» **MATERIAL PROVIDED**
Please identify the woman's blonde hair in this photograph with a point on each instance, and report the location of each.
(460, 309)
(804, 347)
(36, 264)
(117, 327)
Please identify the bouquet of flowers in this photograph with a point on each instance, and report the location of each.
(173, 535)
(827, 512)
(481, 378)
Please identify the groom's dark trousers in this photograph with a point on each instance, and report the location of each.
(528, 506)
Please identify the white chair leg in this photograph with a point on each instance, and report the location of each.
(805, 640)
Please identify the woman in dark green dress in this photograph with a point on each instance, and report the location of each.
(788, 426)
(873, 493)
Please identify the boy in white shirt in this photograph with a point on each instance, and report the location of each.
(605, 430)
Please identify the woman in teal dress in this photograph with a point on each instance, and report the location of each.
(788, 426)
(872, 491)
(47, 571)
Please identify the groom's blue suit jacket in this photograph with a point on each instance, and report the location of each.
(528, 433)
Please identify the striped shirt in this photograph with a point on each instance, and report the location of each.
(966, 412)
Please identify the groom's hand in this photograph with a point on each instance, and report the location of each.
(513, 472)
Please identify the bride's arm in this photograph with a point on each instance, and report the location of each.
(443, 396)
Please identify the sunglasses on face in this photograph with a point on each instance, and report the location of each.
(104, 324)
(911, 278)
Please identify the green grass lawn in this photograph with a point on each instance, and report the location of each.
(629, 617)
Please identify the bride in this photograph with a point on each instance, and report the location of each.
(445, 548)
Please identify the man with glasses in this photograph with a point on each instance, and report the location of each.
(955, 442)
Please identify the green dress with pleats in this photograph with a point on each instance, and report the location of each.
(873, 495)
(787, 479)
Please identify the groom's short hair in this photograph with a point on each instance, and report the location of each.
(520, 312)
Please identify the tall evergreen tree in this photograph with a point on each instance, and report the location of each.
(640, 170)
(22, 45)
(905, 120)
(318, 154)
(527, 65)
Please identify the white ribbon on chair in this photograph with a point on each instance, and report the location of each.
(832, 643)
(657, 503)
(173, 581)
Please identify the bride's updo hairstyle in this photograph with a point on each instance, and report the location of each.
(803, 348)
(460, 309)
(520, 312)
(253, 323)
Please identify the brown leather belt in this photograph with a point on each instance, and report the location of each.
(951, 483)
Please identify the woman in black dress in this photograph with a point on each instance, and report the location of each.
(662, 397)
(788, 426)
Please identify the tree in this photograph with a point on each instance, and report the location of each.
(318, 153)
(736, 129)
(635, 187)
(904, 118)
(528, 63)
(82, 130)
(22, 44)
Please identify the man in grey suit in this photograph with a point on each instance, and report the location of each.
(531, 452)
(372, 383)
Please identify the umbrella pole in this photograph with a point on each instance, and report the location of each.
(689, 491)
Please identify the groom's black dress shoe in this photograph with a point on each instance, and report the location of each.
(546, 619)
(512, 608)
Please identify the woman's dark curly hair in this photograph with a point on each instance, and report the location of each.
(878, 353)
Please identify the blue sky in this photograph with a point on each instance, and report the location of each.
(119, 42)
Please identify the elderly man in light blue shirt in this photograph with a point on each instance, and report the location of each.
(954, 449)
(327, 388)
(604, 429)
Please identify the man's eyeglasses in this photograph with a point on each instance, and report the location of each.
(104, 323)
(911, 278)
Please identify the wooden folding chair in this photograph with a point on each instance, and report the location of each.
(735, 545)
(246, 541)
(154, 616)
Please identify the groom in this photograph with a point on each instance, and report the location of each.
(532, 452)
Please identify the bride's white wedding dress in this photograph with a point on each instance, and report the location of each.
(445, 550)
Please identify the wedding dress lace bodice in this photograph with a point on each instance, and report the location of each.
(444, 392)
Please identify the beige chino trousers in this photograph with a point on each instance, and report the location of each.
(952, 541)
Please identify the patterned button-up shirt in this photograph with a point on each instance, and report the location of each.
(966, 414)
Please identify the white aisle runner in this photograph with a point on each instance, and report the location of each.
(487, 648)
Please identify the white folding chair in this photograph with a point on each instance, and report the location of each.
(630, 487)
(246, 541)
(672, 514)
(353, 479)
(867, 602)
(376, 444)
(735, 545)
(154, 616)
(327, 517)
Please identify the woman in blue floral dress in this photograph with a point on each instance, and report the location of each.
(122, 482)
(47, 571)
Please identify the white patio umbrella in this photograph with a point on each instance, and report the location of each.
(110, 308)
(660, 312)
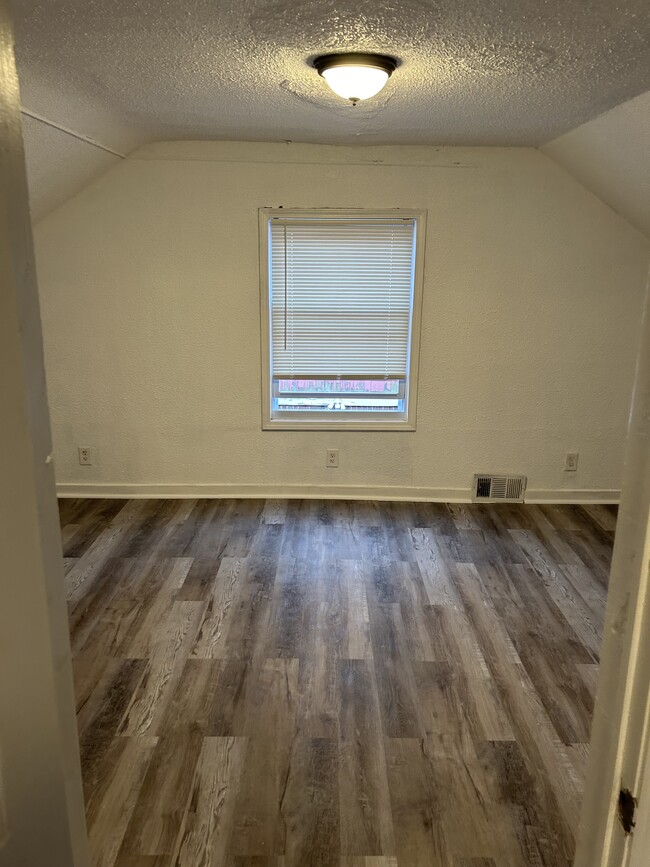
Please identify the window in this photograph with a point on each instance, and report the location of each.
(341, 296)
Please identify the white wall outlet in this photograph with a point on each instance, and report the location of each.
(571, 462)
(332, 458)
(85, 456)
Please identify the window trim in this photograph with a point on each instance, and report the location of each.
(345, 422)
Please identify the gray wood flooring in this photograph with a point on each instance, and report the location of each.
(336, 684)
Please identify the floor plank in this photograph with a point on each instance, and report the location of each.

» **STATED GOAL**
Reproduce each line word for word and drop the pictures.

» **REPLY**
Please identify the woman's blonde hair in this photograph with a point on each instance, and report the location of each.
(460, 309)
(804, 347)
(36, 264)
(117, 327)
Please identify the bouquet of flowers in this photograph with a point on each instance, and report the location of each.
(173, 535)
(827, 512)
(481, 378)
Please identify the groom's dark trousers in this photograph with a point on each instance, and report the location of each.
(528, 506)
Please identify the white chair leg in this photograph with a point on each instance, and report the location of each.
(805, 640)
Please identify the woman in dark green dress in this photograph with a point on each instance, and report the location of each.
(788, 426)
(873, 493)
Please identify the boy in white shirt in this photograph with a point on each instance, and report the location of each.
(605, 430)
Please identify the woman in teal dress in this photograph with a point on each instance, and report the location of each.
(788, 426)
(872, 491)
(47, 571)
Please identify the groom's blue suit jacket in this photograph with a point on each instance, and report the location of each.
(528, 433)
Please identify the striped shirt in this photograph with a point on each instance, and report the location of each.
(966, 412)
Please identify the groom's hand in this photograph with a point on each instance, and report the location of each.
(513, 472)
Please identify the bride's arm in this photograph with a point on each instance, and report the location of each.
(443, 396)
Please identify the sunglasses on face in this photograph with a point on each instance, and report the location of each.
(104, 324)
(911, 278)
Please identify the green grass lawn in this photograph with a point on each instance, and report the location of each.
(629, 617)
Please identify the bride in this photograph with a point on each instance, and report the location of each.
(445, 548)
Please identify the man with glasses in this photograph with a point on each instance, and report the location of each.
(955, 442)
Please identify the green dress with pleats in this photograph with a point on each instance, and report the location of each.
(873, 495)
(787, 479)
Please identify the groom's short hair in this photograph with a point on each instance, and report the location of each.
(520, 312)
Please identify the tall evergreen tree in this photograph with a point on each instance, and report the location of each.
(640, 170)
(22, 45)
(905, 120)
(318, 154)
(527, 65)
Please identify the white ribbon on chair in this photograph with a point on each instance, and report the location of each.
(832, 643)
(657, 503)
(173, 581)
Please identify the bride's updo hairstyle in this photograph with a point on each instance, and report the location of each.
(803, 348)
(460, 309)
(520, 312)
(253, 323)
Please identify the brown leather belt in this photograph with a point on each instance, and report the location of each.
(951, 483)
Please identify the woman in black dress in this photograph with a point on each instance, and report the location of each.
(662, 397)
(788, 426)
Please identify the tree in this photograph with a point on each instance, and report the location of each.
(318, 153)
(736, 129)
(635, 187)
(904, 118)
(528, 63)
(82, 130)
(22, 44)
Please identify the man in grey suit in this photograph with a point on each instance, and report the location of each.
(531, 452)
(372, 383)
Please identify the umbrella pole in this photograph with a point on each instance, and report the location of each.
(689, 491)
Please identify the groom's black dress shoe in this photograph with a point on each instance, and report the location of each.
(546, 619)
(512, 608)
Please identify the woman's dark curly hair in this photograph with a point on each instance, and report the location of each.
(878, 353)
Please identify the blue sky in this photograph with a point on each instance, and report the location of each.
(119, 42)
Please identify the elderly man in light blue shirt in this photograph with a point on each instance, and report the location of each.
(954, 449)
(327, 388)
(604, 429)
Please identify the man's eyeglasses in this photograph with a point on each instance, and report the location of each.
(104, 323)
(911, 278)
Please identify the wooden folding chair in this photograph with a point on each instance, and report the location of each.
(735, 545)
(246, 541)
(154, 616)
Please identify the groom in this photograph with a point on each instance, and report the location of each.
(532, 452)
Please identify the bride's white wedding dress in this photograph with a point on each instance, and report the location of each.
(445, 550)
Please identify the wedding dress lace bodice in this photograph with a point on each instance, and report the location of each.
(444, 392)
Please identify the beige chino trousers in this photograph with a point on each instance, and report the location of each.
(952, 541)
Please identify the patterned button-up shirt in this photograph with a point on each instance, and report the location of each.
(966, 414)
Please identify the white aisle runner in this photograph with a point on each instance, and report the location of each.
(487, 648)
Please identify the white folding chair in this photograph with a point on each instance, and report the location of each.
(630, 487)
(246, 541)
(672, 514)
(353, 479)
(867, 602)
(376, 444)
(735, 545)
(154, 616)
(327, 517)
Please identify the woman in blue floral dress in this photograph with a point on each instance, and report the location of each.
(122, 482)
(47, 571)
Please identify the white patio umbrella in this photograph with a point on each instance, and report the location of each.
(110, 308)
(660, 312)
Please identify the window in this photograph with a point on each instance, and report the location of each.
(341, 296)
Please identify the white wall outlet in this photograph with a point on each instance, and report the location of each.
(571, 462)
(332, 458)
(85, 456)
Please identify the window trim in this photograph with a point on each instance, and report the location of each.
(345, 422)
Please identify the gray wood flooring in this photograph with a point on each instance, and report the location of each.
(336, 684)
Please identify the floor plank in this photograph with a point on each instance, and report the location of each.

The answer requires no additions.